> **Page excerpt**
Content starts
In his second point of error, appellant submits the trial court's granting of summary judgment was improper since it did not give appellant the opportunity of taking Dr. William Mogabgab's deposition. In his brief, Dr. DeFrancesco argues the trial court has broad discretion in determining whether to grant additional time to respond to a summary judgment motion. Anderson v. Industrial State Bank of Houston, 478 S.W.2d 215, 219 (Tex. App.--Houston [14th Dist.] 1972, writ ref'd n.r.e.). Dr. DeFrancesco further emphasizes that he filed his motion for summary judgment on February 1, 1988. The hearing was originally scheduled for February 22, 1988. Appellant then moved for an extension of time to file a controverting affidavit. The trial court granted this motion, over Dr. DeFrancesco's objection, and the matter was set for oral hearing on March 28, 1988. Further, this case had been on file since February 5, 1987 which was just over one year before the trial court granted appellant an additional five weeks to file a controverting affidavit from a qualified medical expert. We find this was sufficient time for Mr. Farmer to have deposed a qualified medical expert. We do not find an abuse of discretion by the trial court in refusing to grant Mr. Farmer an extension of time to depose Dr. Mogabgab. Appellant's point of error two is overruled.
Content ends
> **Data supplied**
Content starts
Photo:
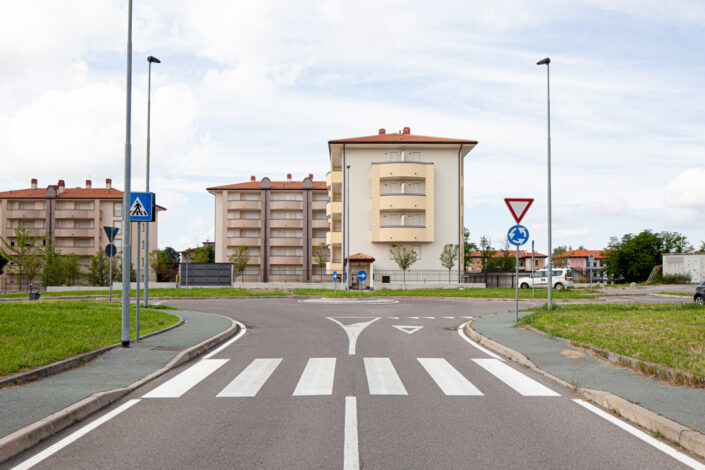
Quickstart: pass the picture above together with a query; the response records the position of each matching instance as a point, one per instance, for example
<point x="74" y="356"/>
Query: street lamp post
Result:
<point x="150" y="59"/>
<point x="125" y="333"/>
<point x="547" y="63"/>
Content ends
> **Exercise requirements**
Continue the court opinion about the summary judgment appeal, picking up right after its last sentence.

> **Expected answer**
In point of error three, appellant urges that Dr. Vartian's affidavit is defective because it is based upon a review of the unverified copies of medical records which are not attached to the motion for summary judgment. Rule 166a(e) provides that, "Defects in the form of affidavits or attachments will not be grounds for reversal unless specifically pointed out by objection by an opposing party with opportunity, but refusal, to amend." TEX. R. CIV. P. 166a(e). Appellant filed no exception prior to the hearing to indicate that he was prejudiced in any way by the alleged defect in failing to attach copies of the medical records reviewed by Dr. Vartian. An exception must be made prior to trial or it is waived. Rule 166a(e); Youngstown Sheet and Tube Co., 363 S.W.2d 230, 234 (Tex.1963). We note also that Dr. Vartian testified he reviewed medical records from four admissions of appellant to Cypress Fairbanks Medical Center and one admission from the University of Texas Medical Branch, Galveston, Texas. Dr. Vartian then summarized the medical records in a detailed narrative. The summary judgment was not based upon the facts and information provided by the medical records, themselves. Rather, it was based upon the clear, unequivocal and uncontroverted expert opinions of Dr. Vartian on the controlling issues of this case. By reciting how he became personally familiar with the underlying facts so as to testify as an expert witness, Dr. Vartian showed the requisite degree of personal knowledge. Tilotta v. Goodall, 752 S.W.2d 160, 164 (Tex. App.-- Houston [1st Dist.] 1988, writ pending). Further, we note again that Farmer did not challenge Dr. Vartian's competency as an expert at the trial court and, therefore, waived any right to challenge his competency on appeal. Tilotta, 752 S.W.2d at 165. Appellant's point of error three is overruled.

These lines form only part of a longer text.